## What you are asked to do
Copy the listing below word for word, keeping every line in its original order.

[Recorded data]
------------------------------------

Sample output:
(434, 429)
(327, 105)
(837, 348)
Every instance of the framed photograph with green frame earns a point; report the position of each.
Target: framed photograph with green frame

------------------------------------

## Written solution
Sample output:
(434, 429)
(327, 105)
(837, 348)
Every instance of the framed photograph with green frame earns a point; report the position of each.
Target: framed photograph with green frame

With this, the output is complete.